As not all types of scoliosis can be relieved with spinal adjustment, the decision whether or not to seek chiropractic treatment depends on the stage and form of the patient’s condition.
Being the core of their practice, chiropractors are highly informed about the issues, conditions and disorders of the spine. They are skilled in diagnosing scoliosis, and in many cases can provide treatment via spinal manipulation—alongside other nonsurgical procedures—to shift the different parts of the spine manually into their optimal locations along its length.
When seeking chiropractic treatment for scoliosis, it’s important to realise that the condition is not exactly curable, even though its symptoms can be relieved—it’s a condition that requires ongoing care. Chiropractic management of scoliosis can therefore drastically reduce the impact that the condition has on patients’ quality of life.
Most chiropractic treatment programs for scoliosis are designed to intervene in mild forms of the disease, where they can significantly increase a patient’s range of motion and stave off the progression of the disorder. It can also be highly effective in moderate cases if the patient does not typically experience pain or discomfort. In moderate cases where pain is an issue and at more severe stages, chiropractic care can still support medical treatments, which may include surgery.
Customised rehabilitative treatment for mild scoliosis (informed by precision X-rays of the spine) can include targeted stretching, neuromuscular re-education, and active self-correction techniques. Typically, the spine will be “warmed up” for treatment via the use of equipment such as a scoliosis traction chair or spinal decompression table. Following this, a chiropractor will work to ease the spinal curve into better alignment by making instrument-assisted adjustments, applying minimal force to yield the lowest possible discomfort levels during treatment.

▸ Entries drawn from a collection
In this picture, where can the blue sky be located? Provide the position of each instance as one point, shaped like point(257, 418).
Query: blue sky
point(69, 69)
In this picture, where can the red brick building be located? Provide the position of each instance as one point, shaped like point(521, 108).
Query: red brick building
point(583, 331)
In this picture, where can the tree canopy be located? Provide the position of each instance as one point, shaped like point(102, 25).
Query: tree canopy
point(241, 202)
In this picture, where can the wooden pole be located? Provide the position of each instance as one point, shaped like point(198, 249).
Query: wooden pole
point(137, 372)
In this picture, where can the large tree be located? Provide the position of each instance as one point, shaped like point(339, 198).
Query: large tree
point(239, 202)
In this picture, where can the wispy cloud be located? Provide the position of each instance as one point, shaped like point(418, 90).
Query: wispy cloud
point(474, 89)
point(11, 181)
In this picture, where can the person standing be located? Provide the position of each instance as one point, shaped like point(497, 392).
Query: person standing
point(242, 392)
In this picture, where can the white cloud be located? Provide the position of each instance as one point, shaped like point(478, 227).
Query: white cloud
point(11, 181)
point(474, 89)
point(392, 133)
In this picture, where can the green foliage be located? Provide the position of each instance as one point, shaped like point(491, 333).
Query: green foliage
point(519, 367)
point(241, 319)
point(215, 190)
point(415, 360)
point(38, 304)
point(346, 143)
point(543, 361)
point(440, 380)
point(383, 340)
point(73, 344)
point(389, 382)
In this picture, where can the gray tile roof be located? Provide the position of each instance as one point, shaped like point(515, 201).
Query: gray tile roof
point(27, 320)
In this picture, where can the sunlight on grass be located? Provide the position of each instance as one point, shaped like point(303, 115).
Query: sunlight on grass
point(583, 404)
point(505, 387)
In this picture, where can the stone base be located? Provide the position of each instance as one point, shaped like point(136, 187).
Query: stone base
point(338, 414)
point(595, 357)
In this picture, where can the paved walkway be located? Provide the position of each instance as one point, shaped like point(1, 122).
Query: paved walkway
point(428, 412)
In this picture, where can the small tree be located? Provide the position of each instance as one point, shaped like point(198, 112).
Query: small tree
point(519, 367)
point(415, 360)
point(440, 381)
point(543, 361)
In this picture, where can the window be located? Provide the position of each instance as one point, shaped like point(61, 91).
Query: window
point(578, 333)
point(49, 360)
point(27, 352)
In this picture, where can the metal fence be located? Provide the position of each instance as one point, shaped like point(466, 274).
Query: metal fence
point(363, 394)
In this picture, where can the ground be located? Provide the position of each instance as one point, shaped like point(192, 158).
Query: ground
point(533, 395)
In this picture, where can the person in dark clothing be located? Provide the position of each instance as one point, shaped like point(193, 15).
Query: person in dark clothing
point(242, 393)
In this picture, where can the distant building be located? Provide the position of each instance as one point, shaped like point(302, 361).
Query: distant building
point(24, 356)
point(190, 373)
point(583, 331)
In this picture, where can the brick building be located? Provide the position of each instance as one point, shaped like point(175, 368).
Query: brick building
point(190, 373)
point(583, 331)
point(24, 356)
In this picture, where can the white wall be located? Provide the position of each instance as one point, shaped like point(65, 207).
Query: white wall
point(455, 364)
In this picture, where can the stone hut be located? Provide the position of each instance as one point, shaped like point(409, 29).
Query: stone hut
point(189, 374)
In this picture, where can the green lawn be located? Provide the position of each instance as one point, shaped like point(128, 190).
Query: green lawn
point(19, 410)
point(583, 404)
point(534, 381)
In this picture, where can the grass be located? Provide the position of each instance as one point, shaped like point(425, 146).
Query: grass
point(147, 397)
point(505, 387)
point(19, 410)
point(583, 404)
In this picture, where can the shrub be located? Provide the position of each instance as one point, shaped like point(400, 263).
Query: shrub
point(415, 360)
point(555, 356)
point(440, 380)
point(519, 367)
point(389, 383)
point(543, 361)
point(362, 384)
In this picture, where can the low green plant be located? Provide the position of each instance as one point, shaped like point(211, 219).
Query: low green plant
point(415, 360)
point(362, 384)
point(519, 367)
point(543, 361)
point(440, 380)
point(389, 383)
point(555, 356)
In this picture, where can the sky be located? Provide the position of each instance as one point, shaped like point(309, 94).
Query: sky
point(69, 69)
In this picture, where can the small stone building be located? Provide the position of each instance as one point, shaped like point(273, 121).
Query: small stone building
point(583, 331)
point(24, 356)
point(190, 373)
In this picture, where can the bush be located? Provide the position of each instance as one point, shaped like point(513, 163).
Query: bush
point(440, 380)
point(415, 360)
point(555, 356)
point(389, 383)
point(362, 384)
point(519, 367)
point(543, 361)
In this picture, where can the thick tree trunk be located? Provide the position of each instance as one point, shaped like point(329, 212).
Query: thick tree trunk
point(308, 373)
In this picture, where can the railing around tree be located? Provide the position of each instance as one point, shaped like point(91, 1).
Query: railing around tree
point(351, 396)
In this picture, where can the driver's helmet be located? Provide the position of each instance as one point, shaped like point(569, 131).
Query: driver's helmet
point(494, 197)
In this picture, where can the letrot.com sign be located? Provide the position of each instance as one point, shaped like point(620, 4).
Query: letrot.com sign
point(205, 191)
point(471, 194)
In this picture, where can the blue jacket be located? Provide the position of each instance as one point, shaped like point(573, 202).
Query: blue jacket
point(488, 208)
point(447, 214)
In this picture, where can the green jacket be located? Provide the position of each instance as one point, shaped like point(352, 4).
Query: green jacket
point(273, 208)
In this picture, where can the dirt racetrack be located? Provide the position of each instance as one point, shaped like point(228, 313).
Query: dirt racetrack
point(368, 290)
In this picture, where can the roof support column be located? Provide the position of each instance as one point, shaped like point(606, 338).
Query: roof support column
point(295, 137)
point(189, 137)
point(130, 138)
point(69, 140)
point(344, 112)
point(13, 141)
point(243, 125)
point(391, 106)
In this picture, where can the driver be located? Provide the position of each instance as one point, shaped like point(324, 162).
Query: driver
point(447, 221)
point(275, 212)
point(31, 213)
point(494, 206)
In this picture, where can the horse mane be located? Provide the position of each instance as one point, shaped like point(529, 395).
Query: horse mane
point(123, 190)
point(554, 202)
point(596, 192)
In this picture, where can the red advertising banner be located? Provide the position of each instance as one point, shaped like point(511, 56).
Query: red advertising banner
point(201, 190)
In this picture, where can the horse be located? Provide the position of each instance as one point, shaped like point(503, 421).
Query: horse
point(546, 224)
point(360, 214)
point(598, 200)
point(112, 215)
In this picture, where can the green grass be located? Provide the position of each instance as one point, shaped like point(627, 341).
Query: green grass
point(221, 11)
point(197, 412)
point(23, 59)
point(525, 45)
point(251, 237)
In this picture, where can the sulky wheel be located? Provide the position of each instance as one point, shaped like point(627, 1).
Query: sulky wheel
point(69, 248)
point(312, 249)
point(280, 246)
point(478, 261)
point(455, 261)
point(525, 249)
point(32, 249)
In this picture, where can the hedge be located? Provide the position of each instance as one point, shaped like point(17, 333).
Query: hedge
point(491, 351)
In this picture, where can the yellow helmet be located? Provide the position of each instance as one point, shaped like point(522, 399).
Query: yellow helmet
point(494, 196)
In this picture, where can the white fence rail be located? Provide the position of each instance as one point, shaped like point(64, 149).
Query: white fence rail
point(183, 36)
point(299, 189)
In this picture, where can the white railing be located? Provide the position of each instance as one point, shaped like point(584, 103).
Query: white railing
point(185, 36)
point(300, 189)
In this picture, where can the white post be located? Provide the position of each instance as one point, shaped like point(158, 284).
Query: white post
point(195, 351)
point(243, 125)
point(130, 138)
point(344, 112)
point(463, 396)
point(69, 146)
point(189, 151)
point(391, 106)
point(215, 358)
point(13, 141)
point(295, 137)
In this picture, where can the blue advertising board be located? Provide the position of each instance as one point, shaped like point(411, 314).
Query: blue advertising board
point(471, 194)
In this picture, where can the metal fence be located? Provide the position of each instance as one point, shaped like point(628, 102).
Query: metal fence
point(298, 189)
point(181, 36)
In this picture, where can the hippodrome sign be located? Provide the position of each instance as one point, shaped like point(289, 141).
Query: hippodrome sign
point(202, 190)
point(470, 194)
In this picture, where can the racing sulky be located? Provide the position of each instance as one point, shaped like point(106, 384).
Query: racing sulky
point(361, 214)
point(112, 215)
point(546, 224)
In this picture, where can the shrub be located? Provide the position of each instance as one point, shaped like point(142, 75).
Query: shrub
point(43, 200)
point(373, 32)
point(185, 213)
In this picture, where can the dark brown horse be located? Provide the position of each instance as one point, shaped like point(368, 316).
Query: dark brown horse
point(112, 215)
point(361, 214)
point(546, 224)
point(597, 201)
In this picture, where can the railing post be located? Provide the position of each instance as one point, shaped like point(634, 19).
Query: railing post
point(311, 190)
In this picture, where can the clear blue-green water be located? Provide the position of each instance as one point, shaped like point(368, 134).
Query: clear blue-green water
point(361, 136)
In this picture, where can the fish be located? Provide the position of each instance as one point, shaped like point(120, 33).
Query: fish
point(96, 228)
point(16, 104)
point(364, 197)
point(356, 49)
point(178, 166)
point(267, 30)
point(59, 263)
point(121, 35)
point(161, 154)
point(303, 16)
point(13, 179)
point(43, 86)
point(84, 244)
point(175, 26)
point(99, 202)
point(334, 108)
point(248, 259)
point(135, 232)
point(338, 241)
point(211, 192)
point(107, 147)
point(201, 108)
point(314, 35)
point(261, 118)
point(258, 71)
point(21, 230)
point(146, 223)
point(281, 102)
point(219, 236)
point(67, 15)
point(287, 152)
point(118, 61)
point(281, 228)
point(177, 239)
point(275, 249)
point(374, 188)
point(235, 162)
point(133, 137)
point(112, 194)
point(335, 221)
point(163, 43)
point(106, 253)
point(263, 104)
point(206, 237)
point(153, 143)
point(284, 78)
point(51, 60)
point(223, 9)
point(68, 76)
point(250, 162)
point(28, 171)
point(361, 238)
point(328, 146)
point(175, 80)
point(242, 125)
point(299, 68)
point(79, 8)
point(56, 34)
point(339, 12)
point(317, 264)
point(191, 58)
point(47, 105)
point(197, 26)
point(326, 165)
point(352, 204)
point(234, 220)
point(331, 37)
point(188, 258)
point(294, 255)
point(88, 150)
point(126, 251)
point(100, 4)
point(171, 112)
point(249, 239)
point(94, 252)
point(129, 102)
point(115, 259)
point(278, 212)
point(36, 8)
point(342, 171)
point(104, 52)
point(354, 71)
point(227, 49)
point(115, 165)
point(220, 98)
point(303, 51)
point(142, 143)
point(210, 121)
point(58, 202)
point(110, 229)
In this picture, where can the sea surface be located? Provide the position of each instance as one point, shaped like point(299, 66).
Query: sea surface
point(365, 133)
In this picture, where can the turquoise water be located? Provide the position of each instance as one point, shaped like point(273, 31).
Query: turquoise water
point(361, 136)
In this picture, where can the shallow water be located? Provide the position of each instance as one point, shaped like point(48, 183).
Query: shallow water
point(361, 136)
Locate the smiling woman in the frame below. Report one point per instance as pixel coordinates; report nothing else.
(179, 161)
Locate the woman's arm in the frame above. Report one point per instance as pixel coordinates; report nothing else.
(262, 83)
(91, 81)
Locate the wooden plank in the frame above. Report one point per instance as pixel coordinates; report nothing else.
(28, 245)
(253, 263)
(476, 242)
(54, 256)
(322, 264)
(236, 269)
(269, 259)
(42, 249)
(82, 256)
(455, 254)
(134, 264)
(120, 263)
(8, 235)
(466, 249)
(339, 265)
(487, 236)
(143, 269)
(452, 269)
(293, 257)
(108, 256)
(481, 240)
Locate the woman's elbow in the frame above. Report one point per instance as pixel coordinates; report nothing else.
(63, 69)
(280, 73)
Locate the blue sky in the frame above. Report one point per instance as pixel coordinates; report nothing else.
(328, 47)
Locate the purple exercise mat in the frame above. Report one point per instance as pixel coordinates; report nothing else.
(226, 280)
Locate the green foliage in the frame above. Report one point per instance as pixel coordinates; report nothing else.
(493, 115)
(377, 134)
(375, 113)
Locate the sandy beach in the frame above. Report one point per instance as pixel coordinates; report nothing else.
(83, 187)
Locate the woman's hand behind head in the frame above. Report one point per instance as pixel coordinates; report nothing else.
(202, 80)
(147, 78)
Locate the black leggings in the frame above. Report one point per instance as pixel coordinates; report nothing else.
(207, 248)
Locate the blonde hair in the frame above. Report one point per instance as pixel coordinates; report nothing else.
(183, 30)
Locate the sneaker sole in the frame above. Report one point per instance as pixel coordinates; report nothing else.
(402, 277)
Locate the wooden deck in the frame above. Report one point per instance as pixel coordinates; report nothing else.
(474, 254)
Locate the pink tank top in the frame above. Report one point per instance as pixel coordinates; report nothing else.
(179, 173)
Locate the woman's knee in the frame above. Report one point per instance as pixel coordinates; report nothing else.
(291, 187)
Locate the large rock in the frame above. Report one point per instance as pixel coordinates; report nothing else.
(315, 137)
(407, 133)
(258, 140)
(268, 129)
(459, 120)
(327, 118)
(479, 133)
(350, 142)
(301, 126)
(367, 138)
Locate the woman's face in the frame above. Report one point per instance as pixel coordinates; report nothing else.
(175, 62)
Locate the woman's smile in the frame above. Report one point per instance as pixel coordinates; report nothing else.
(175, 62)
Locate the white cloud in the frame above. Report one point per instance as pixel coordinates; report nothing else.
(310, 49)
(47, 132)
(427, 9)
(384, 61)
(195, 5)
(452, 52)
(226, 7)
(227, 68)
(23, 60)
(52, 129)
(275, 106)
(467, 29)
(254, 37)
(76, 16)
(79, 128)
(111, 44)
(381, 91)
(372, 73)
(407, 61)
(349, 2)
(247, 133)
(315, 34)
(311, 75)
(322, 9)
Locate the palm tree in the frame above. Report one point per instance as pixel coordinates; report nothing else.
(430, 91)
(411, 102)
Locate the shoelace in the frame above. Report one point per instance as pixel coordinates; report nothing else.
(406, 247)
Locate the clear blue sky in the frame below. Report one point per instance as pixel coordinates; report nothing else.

▸ ACTIVITY LIST
1. Translate this sentence from the passage on chiropractic care for scoliosis into Spanish: "Chiropractic management of scoliosis can therefore drastically reduce the impact that the condition has on patients’ quality of life."
2. Extend the passage on chiropractic care for scoliosis, picking up right after its final sentence.
You can complete the work without the rows.

▸ SOLVED TASKS
1. Por lo tanto, el manejo quiropráctico de la escoliosis puede reducir drásticamente el impacto que la afección tiene en la calidad de vida de los pacientes.

2.
Immediately after the adjustment, the treatment is “set,” encouraging the spinal changes to take hold so that they can be built upon in further sessions. Spinal weighting protocols, whole-body vibration therapy and gait retraining can comfortably reinforce the spinal adjustments induced by the chiropractor. The treatment can also be supported with a range of exercises practiced by the patient at home.
Chiropractors can also help patients suffering from scoliosis by recommending other forms of care to relieve or reduce scoliosis pain without the need for drugs or invasive surgery, lifting the pressure on their nerves and strengthening their bodies at the core. They can recommend ways of moving as well as resting positions that can minimize or eliminate pain, exercises that strengthen and support the joints and regulate breathing, and ways to remain active without worsening the condition.
It takes an average of 3–6 months to make a change in moderate cases, while other cases can take longer if there are more variables in play.
In treating scoliosis, a chiropractor will certainly need to reposition joints, but also to guide the patient in keeping the back muscles relaxed, retraining the mind to form new habits of movement compatible with the new alignment. In practical terms, this will involve scoliosis-specific massage, stretching and exercise alongside scoliosis-specific adjustments before a patient’s range of motion is restored to as close to normal as possible.